SET PROBLEM 1:
Answer these questions from the excerpt on Freemasonry.
(a) Whom did the Anti-Masonic Party field as its presidential candidate in 1832?
(b) By the time of the American Civil War, to what number had U.S. freemasonry's membership grown?
(c) In what year did Napoleon give French Freemasonry semi-official status?

DOCUMENT EXCERPT:

Under the leadership of Thurlow Weed, an anti-Masonic and anti-Andrew Jackson (Jackson was a Mason) movement grew to become the Anti-Masonic Party and made the ballot for the presidency in 1828 while gaining the support of such notable politicians as William H. Seward. Its influence was such that other Jackson rivals, including John Quincy Adams, denounced the Masons. In 1847, Adams wrote a widely distributed book titled Letters on the Masonic Institution that was highly critical of the Masons. In 1832, the party fielded William Wirt as its presidential candidate. Wirt was secretly a Freemason, and even gave a speech at the Anti-Masonic convention defending the organization. The party only received seven electoral votes. Three years later, the party had disbanded in every state save Pennsylvania, as other issues such as slavery had become the focus of national attention.

===American Freemasons during the Civil War===
The fortunes of American Freemasonry declined sharply following the Morgan Affair, only to rebound as the force of the Anti-Masonic movement sputtered out in the mid-1830s. By the late 1850s, masonry in America was the subject of renewed popular interest and lodge membership, which had bottomed out during the anti-Masonic period began to rise. By the time of the American Civil War, U.S. freemasonry tripled its membership from 66,000 to 200,000 members in over 5000 lodges nationwide. This surge in membership helps explain, at least in part, the many stories of Masonic fraternisation during the American Civil War, which include accounts of Masonic soldiers and sailors rescuing enemy combatants who identified themselves as members of the fraternity. Masonic incidents are also recorded involving Freemasons burying their own with Masonic formalities during battle, as well as aid and special treatment given to Masonic POWs.

After the Civil War, American Freemasonry flourished along with other fraternal organizations during the so-called "Golden Age of Fraternalism" from approximately 1870 to 1920.

===France===
In France, the number of Freemasons grew from 10,000 in 1802, when Napoleon gave it semi-official status, to 20,000 in 1889, 32,000 in 1908, 40,000 in 1926, and about 60,000 in 1936. At an early stage, nearly all the lodges were affiliated with the Radical party. Zeldin argues that in 19th century France:

Freemasonry appealed first of all to people who liked mystic ritual, esoteric symbolism and fancy uniforms, and to those who like to have somewhere to discuss ideas and meet like-minded friends. Increasingly however it became an organization which politicians used for electoral purposes in which civil servants joined in order to further their chances of promotion, which hotel-keepers found useful as a way of enlarging their clientele and where businessmen could make deals and find jobs for their sons.

SET PROBLEM 2:
Show each line of the rows that contains the string "surface".

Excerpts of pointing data
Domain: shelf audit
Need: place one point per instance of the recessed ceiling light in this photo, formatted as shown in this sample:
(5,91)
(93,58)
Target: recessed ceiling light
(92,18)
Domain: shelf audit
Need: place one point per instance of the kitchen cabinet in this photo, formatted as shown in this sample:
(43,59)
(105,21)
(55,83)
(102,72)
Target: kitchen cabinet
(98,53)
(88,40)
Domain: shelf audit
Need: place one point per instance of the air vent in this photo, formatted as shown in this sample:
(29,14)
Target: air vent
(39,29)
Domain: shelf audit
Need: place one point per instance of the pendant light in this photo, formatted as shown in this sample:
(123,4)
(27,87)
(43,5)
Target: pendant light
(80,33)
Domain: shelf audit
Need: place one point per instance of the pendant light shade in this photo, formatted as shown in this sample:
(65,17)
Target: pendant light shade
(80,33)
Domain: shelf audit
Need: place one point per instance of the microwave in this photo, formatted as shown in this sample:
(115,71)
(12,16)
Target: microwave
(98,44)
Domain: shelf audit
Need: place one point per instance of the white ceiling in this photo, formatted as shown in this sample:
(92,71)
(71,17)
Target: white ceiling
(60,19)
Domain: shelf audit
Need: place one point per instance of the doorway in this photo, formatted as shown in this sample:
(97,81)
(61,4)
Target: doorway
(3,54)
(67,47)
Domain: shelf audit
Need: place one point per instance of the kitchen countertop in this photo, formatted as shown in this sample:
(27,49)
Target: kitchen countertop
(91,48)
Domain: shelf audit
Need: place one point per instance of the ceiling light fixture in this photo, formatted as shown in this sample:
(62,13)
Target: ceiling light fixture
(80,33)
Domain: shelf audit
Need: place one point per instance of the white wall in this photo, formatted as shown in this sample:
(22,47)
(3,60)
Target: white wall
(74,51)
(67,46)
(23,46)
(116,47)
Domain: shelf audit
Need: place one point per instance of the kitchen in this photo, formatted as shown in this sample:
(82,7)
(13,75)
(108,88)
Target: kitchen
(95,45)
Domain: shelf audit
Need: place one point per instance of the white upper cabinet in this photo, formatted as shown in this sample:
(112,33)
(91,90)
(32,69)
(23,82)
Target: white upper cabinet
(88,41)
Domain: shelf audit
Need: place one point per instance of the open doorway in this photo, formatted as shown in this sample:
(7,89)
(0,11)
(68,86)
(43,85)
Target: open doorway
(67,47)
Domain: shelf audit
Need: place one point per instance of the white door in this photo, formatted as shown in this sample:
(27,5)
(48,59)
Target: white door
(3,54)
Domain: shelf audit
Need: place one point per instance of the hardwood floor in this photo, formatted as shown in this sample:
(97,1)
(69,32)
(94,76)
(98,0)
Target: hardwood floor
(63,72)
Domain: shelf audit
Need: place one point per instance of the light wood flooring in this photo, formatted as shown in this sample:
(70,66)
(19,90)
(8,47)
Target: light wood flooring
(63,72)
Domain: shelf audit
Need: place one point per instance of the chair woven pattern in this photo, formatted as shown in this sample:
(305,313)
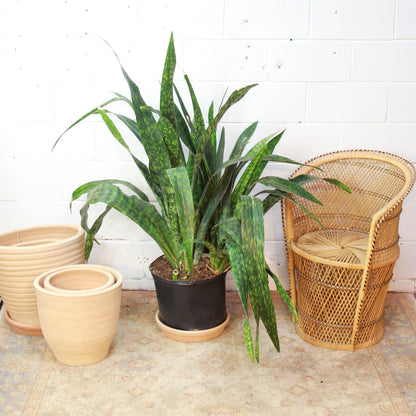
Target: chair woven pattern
(339,275)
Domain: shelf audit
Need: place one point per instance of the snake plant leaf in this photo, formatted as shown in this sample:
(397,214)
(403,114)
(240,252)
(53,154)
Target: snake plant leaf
(220,151)
(93,111)
(149,132)
(184,133)
(275,196)
(198,121)
(217,196)
(282,292)
(232,229)
(186,117)
(170,136)
(253,171)
(141,212)
(113,129)
(87,187)
(235,97)
(236,255)
(167,107)
(185,210)
(288,186)
(252,235)
(304,179)
(91,232)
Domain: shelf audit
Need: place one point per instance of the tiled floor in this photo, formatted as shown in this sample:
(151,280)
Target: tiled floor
(149,374)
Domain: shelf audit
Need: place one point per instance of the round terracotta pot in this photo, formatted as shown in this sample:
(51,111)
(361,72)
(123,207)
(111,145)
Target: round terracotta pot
(24,255)
(79,327)
(77,281)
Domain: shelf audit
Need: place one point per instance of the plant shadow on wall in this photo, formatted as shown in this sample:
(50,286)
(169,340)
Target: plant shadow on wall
(201,214)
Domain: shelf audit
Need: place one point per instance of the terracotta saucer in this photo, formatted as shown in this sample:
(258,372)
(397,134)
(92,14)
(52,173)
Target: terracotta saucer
(192,336)
(22,328)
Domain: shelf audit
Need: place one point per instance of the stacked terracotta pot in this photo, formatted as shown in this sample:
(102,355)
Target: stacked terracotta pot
(79,308)
(48,290)
(24,255)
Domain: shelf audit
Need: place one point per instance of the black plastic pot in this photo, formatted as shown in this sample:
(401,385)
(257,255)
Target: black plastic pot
(191,305)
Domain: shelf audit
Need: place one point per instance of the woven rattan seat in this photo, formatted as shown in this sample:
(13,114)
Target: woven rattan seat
(339,273)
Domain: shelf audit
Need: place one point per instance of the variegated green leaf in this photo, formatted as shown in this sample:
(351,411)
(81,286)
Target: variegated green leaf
(252,235)
(141,212)
(185,211)
(253,171)
(167,107)
(233,99)
(285,185)
(93,111)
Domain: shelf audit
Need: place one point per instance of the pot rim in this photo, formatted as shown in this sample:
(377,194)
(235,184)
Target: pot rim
(184,282)
(118,280)
(110,280)
(10,249)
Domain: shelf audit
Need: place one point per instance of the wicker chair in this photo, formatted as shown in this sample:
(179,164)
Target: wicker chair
(339,274)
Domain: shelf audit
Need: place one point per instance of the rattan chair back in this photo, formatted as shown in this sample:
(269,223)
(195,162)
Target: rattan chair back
(339,271)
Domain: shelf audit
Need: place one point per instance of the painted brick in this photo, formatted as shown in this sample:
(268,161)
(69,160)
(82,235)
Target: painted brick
(407,221)
(34,181)
(225,60)
(271,103)
(346,102)
(404,266)
(303,141)
(270,19)
(309,61)
(193,20)
(402,102)
(392,138)
(406,13)
(27,101)
(401,285)
(343,19)
(384,61)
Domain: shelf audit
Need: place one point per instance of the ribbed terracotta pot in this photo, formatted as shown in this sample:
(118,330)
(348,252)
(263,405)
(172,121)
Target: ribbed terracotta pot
(24,255)
(79,326)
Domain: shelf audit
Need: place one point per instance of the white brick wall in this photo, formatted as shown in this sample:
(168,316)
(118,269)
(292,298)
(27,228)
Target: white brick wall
(336,74)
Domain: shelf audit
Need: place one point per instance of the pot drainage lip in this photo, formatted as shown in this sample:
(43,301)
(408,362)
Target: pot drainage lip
(194,335)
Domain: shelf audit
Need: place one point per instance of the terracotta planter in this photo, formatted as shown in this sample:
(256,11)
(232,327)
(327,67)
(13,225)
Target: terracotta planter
(78,325)
(78,281)
(24,255)
(191,311)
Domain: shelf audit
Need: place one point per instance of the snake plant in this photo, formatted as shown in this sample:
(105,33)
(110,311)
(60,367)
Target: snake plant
(203,202)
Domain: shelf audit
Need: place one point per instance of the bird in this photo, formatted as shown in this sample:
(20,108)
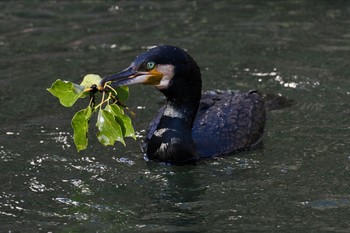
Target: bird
(192,125)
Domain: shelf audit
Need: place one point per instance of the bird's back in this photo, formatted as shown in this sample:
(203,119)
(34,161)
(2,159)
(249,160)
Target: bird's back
(228,121)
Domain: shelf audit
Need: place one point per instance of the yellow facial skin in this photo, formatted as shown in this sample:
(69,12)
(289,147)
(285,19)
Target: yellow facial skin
(153,77)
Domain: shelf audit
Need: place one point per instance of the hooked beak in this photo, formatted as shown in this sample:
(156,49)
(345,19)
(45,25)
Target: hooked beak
(131,76)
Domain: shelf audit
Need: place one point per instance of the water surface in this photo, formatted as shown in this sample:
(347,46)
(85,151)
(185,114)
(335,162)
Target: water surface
(299,180)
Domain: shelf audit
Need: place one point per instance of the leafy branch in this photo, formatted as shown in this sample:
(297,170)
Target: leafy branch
(112,122)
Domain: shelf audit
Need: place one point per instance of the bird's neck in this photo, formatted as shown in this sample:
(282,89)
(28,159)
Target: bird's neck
(172,140)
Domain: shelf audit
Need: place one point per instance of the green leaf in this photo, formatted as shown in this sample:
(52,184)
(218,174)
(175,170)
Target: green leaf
(123,120)
(80,124)
(66,92)
(123,93)
(109,130)
(90,79)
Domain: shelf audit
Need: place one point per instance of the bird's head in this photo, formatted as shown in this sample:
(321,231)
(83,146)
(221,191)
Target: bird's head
(165,67)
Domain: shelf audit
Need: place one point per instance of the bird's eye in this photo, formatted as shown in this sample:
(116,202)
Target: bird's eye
(150,65)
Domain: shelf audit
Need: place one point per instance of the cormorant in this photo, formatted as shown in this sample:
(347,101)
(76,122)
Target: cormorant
(192,125)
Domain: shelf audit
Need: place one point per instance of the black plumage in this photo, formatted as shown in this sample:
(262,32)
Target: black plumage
(192,125)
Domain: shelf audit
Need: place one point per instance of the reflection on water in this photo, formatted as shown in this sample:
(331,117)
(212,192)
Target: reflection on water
(298,181)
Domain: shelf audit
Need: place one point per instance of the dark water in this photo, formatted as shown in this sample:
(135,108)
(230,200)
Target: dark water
(299,181)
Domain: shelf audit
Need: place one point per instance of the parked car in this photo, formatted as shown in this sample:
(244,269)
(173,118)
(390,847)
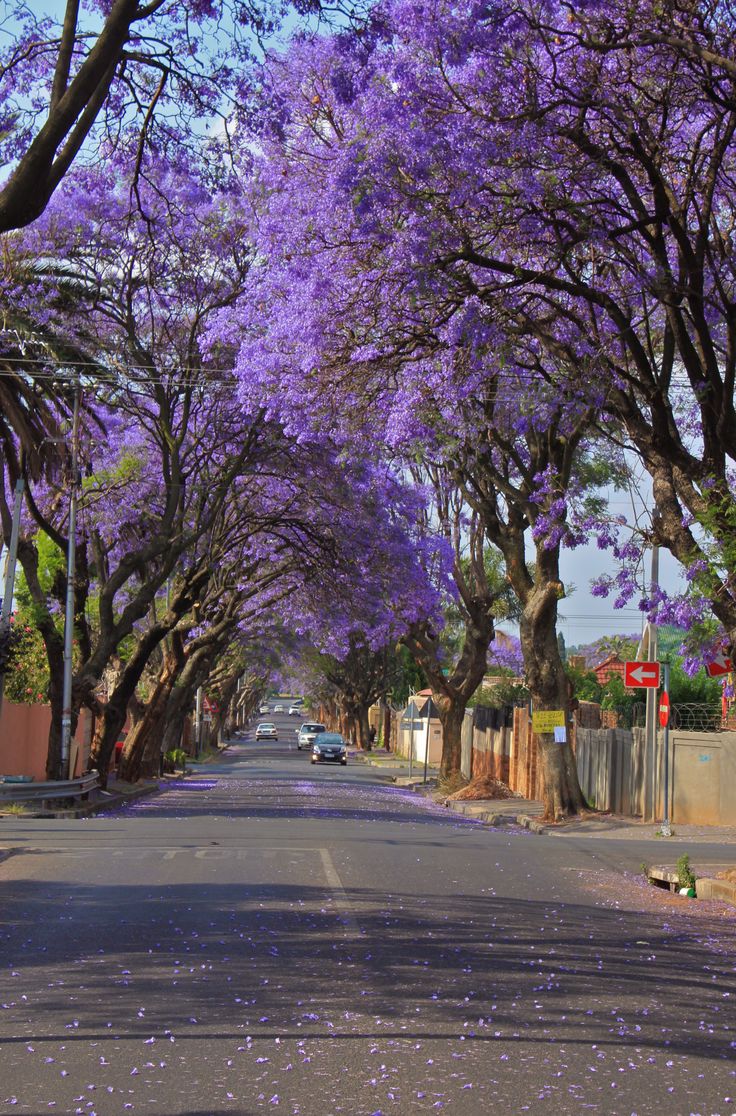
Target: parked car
(328,748)
(266,731)
(307,732)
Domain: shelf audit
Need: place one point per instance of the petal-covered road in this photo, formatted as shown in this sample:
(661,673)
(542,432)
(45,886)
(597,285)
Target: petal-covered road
(277,937)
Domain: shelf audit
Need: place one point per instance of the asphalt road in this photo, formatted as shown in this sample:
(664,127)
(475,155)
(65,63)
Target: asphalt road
(273,936)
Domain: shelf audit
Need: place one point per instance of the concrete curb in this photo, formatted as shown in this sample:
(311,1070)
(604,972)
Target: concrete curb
(723,890)
(528,823)
(706,887)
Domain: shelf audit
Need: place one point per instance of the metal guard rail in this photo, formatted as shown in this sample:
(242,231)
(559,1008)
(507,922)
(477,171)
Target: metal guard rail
(61,788)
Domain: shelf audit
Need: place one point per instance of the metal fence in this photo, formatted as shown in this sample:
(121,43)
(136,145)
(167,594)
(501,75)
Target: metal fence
(690,717)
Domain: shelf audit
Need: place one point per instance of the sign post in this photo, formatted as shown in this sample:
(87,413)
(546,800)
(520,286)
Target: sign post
(718,666)
(665,721)
(641,675)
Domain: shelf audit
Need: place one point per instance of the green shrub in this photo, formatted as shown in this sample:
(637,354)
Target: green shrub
(685,874)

REPLY 1:
(a) William Wirt
(b) 200,000 members
(c) 1802

REPLY 2:
Need: place one point per instance of the water surface in this photo, formatted as shown in this sample:
Target: water surface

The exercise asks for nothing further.